*TASK*:
The records below should be set down in full, please, without any change.
··· EXTRACTED RECORDS ···
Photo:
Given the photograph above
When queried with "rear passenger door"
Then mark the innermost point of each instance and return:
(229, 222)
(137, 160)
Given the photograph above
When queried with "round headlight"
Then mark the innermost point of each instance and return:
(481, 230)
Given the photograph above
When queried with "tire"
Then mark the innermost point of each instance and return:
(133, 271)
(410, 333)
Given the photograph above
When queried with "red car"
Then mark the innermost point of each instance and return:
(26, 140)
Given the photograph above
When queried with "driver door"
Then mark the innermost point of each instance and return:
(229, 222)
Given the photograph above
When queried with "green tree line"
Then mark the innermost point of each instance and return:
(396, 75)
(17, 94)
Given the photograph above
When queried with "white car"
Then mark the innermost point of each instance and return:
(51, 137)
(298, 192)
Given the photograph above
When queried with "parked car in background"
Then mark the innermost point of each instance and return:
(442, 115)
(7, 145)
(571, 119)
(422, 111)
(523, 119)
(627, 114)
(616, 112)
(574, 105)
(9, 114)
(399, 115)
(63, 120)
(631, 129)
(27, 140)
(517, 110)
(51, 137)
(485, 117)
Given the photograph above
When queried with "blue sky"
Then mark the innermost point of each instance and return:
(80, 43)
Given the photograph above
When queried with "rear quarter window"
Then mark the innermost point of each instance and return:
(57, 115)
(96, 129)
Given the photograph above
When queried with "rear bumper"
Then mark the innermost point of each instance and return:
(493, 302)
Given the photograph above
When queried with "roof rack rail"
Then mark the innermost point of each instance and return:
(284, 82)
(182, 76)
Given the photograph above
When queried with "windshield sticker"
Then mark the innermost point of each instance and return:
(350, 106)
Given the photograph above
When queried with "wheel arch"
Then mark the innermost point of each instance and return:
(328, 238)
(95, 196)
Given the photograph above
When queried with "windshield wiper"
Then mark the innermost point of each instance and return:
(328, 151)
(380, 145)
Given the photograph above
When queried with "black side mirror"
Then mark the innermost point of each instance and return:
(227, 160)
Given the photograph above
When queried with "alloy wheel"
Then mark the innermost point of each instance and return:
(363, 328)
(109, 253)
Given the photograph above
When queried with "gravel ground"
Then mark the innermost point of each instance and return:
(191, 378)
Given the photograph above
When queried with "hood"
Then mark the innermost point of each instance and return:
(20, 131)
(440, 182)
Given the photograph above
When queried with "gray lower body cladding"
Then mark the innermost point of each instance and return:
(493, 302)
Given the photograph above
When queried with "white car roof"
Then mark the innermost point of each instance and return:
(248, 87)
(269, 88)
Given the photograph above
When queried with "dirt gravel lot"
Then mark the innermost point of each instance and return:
···
*FINAL ANSWER*:
Photo:
Given the photograph above
When queried with "rear passenger door"
Then mark the innermost point of each instance and return:
(229, 222)
(137, 160)
Given the photograph above
When queried with "round headlight"
Then mark the innermost point of each instance and return:
(481, 230)
Given the photograph above
When queried with "tire"
Then mark the innermost point of each instance and return:
(133, 271)
(410, 333)
Given the photograph above
When queried with "red car"
Then mark the innermost point of each instance and return:
(26, 140)
Given the photograph above
When queried with "driver door"
Then mark the innermost point of each instance and return:
(229, 222)
Given the photograph above
When queried with "green tree line"
Then mark the innermost point of each instance and return:
(396, 75)
(17, 94)
Given the photograph above
When queried with "white car"
Then mark the innermost point of each instance and return:
(51, 137)
(298, 192)
Given the photograph above
When queried with "parked car in background"
Then mark the innermost point of each instance and return:
(442, 115)
(7, 145)
(571, 119)
(422, 111)
(523, 119)
(627, 114)
(616, 112)
(574, 105)
(9, 114)
(399, 115)
(63, 120)
(631, 129)
(27, 140)
(517, 110)
(51, 137)
(485, 117)
Given the photograph above
When queried with "blue sky"
Then mark the innermost point of each instance and return:
(80, 43)
Given the photograph above
When queried with "rear quarter window"
Then mark the innermost point of each instance and return:
(57, 115)
(96, 129)
Given the photograph above
When queried with "rear bumper"
Then mark the innermost point of each instance and return:
(493, 302)
Given the photograph above
When queried with "roof rack rail"
Then mark the innermost point of each instance and return:
(284, 82)
(182, 76)
Given the photograph above
When queried with "windshield sticker"
Then mark the innermost point of each instance and return:
(350, 106)
Given the photograph above
When queried with "wheel arch"
Then mark the innermost point of each instance and return:
(328, 238)
(95, 196)
Given the photograph above
When queried with "windshield wiper"
Then mark the innermost point of each instance and return:
(328, 151)
(380, 145)
Given the photograph above
When queried with "black side mirror"
Then mark the innermost point of each instance and return:
(227, 160)
Given the photograph above
When queried with "alloy wheel"
Then mark the innermost point of each instance and return:
(363, 328)
(109, 253)
Given the photograph above
When queried with "gravel ground"
Then mark the innermost point of each instance and return:
(191, 378)
Given the photograph above
When queried with "hood"
Then mark the innermost point of each instance and return:
(20, 131)
(440, 182)
Given the photograph above
When queried with "gray lower body cladding"
Then mark the innermost point of each instance and return:
(493, 302)
Given the photograph above
When queried with "white car roof"
Then mark the innermost point of each instance and return:
(248, 87)
(269, 88)
Given the photograph above
When queried with "dirt gravel lot"
Then mark the innermost point of each instance and return:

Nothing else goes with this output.